- [Supplied passage]

New Repair Design (#8256)

* New Repair Design
2020-02-19 01:02:09 -08:00 · 2020-02-19 01:02:09 -08:00 · d0bcde001e
parent 83a8e82626
commit d0bcde001e
2 changed files with 76 additions and 21 deletions
--- a/book/src/cluster/turbine-block-propagation.md
+++ b/book/src/cluster/turbine-block-propagation.md
@ -8,7 +8,7 @@ During its slot, the leader node distributes shreds between the validator nodes

 In order for data plane fanout to work, the entire cluster must agree on how the cluster is divided into neighborhoods. To achieve this, all the recognized validator nodes \(the TVU peers\) are sorted by stake and stored in a list. This list is then indexed in different ways to figure out neighborhood boundaries and retransmit peers. For example, the leader will simply select the first nodes to make up layer 0. These will automatically be the highest stake holders, allowing the heaviest votes to come back to the leader first. Layer-0 and lower-layer nodes use the same logic to find their neighbors and next layer peers.

- [Information provided]

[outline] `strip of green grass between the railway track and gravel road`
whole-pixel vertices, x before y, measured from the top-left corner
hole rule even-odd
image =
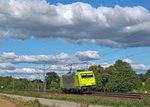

- [Required action 1]
In the Turbine block propagation page, switch "retransmit peers" to "relay peers" and write out the part that begins at the words "In order for" and stops after "next layer peers.".
- [Required action 2]
In the Turbine block propagation page, list every operation that the paragraph on data plane fanout says is performed on the recognized validator nodes or on the list that holds them.
The lines have no connection to the Turbine block propagation page.

- [Exercise output 1]
In order for data plane fanout to work, the entire cluster must agree on how the cluster is divided into neighborhoods. To achieve this, all the recognized validator nodes \(the TVU peers\) are sorted by stake and stored in a list. This list is then indexed in different ways to figure out neighborhood boundaries and relay peers. For example, the leader will simply select the first nodes to make up layer 0. These will automatically be the highest stake holders, allowing the heaviest votes to come back to the leader first. Layer-0 and lower-layer nodes use the same logic to find their neighbors and next layer peers.

- [Exercise output 2]
- Sorted by stake
- Stored in a list
- Indexed in different ways